**Page extract**
** Begin **

Name: Leslie
September 06, 2003 04:03 PM | Location:
Response: Where is the Love ??????? |
Name: gwen de fortuna
September 06, 2003 01:16 AM | Location:
Response: First, I must say that this website itself is extraordinary. What a GIFT! Thank you. I hope to see the exhibition.
I was amazed, as I experienced the "First Entries" again here, at how vividly I recalled her words. The rhythm and passion of her writing is so distinct. I'm sure I feel it's influence even now. I know my first diary was started after I read hers; I must have been about 12 or 13. I think the thing that really hit me was her list of her ideal physical attributes. Can't we all identify with that pre-teen self-scrutiny? I know I did when I first read it, and I still do now. It's so endearingly human.

** End **

**Recorded information**
** Begin **

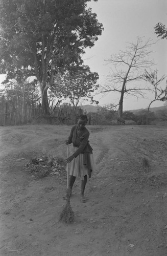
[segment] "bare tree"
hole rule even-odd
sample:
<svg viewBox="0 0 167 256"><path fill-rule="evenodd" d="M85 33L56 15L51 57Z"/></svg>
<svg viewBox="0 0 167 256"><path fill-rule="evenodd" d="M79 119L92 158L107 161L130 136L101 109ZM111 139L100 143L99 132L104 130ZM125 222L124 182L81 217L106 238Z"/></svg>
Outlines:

** End **

**Set exercise**
Retype the guestbook entries word for word, starting at the words "Name: Leslie" and stopping after "so endearingly human.". The records have no connection to the guestbook entries.

**Response to the task**
Name: Leslie
September 06, 2003 04:03 PM | Location:
Response: Where is the Love ??????? |
Name: gwen de fortuna
September 06, 2003 01:16 AM | Location:
Response: First, I must say that this website itself is extraordinary. What a GIFT! Thank you. I hope to see the exhibition.
I was amazed, as I experienced the "First Entries" again here, at how vividly I recalled her words. The rhythm and passion of her writing is so distinct. I'm sure I feel it's influence even now. I know my first diary was started after I read hers; I must have been about 12 or 13. I think the thing that really hit me was her list of her ideal physical attributes. Can't we all identify with that pre-teen self-scrutiny? I know I did when I first read it, and I still do now. It's so endearingly human.